## Data for this exercise
** START **

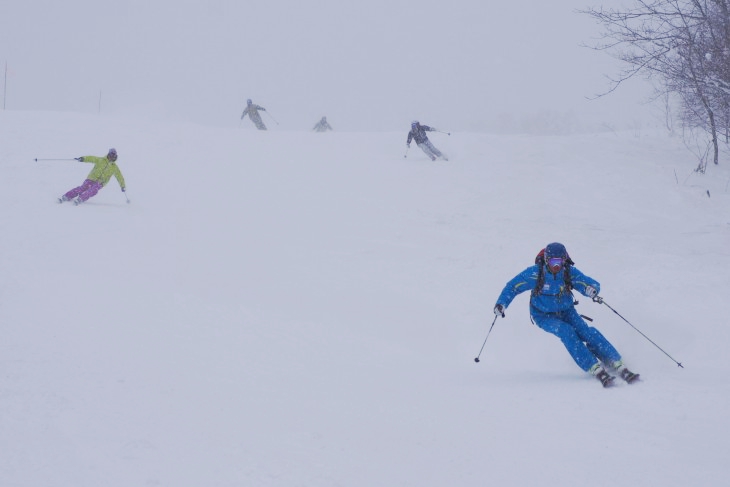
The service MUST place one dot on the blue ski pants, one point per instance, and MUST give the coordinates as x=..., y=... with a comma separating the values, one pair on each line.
x=584, y=343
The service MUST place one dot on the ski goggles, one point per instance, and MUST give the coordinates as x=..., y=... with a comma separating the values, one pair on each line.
x=555, y=263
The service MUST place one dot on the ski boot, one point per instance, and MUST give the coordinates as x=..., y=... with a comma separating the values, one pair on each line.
x=625, y=373
x=600, y=373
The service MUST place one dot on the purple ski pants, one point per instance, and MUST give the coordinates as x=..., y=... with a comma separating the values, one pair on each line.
x=88, y=189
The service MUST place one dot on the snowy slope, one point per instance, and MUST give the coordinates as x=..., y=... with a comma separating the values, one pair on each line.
x=290, y=308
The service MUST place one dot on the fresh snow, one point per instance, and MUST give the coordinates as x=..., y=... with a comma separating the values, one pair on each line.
x=288, y=308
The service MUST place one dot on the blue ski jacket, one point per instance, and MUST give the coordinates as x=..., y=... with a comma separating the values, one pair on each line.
x=553, y=297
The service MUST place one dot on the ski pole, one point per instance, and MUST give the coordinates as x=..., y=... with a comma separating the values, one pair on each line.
x=476, y=359
x=600, y=300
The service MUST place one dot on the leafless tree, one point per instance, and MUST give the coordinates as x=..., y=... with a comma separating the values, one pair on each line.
x=683, y=46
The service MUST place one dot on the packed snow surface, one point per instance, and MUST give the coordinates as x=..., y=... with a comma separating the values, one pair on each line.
x=288, y=308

** END **

## Task statement
Copy every one of the lines above word for word, leaving out the pictures.

## Output for this task
The service MUST place one dot on the blue ski pants, one point per instance, and MUST give the coordinates as x=..., y=... with a comma separating the values, one pair on each line.
x=584, y=343
The service MUST place one dot on the ski goggles, one point per instance, and MUST give the coordinates as x=..., y=... with a comma separating the values, one pair on each line.
x=555, y=263
The service MUST place one dot on the ski boot, one point per instance, and MUST give the coordinates as x=..., y=... with a comma separating the values, one pair on each line.
x=625, y=373
x=600, y=373
The service MUST place one dot on the purple ski pants, one point per instance, and MUST give the coordinates as x=..., y=... with a comma separating the values, one pair on each line.
x=88, y=189
The service MUST place one dot on the snowy slope, one point per instance, and MUST give the coordinates as x=..., y=... with a comma separating the values, one pair on each line.
x=290, y=308
The service MUST place one dot on the fresh snow, one point per instance, and MUST give the coordinates as x=..., y=... with a comma separating the values, one pair on each line.
x=288, y=308
The service MUST place one dot on the blue ski jacket, one point per instance, and MUST give the coordinates as x=..., y=... with a comma separating the values, one pair on each line.
x=553, y=297
The service MUST place one dot on the ski pole, one point per instance, and MUST give the coordinates as x=..., y=... with a comma separating the values, one pair on each line.
x=476, y=359
x=600, y=300
The service MUST place one dot on the leafless tree, one point per instance, and MUST give the coordinates as x=..., y=... with a comma separating the values, one pair on each line.
x=683, y=46
The service MUST place one dot on the packed snow surface, one point per instance, and MUST give the coordinates as x=..., y=... with a comma separating the values, one pair on each line.
x=288, y=308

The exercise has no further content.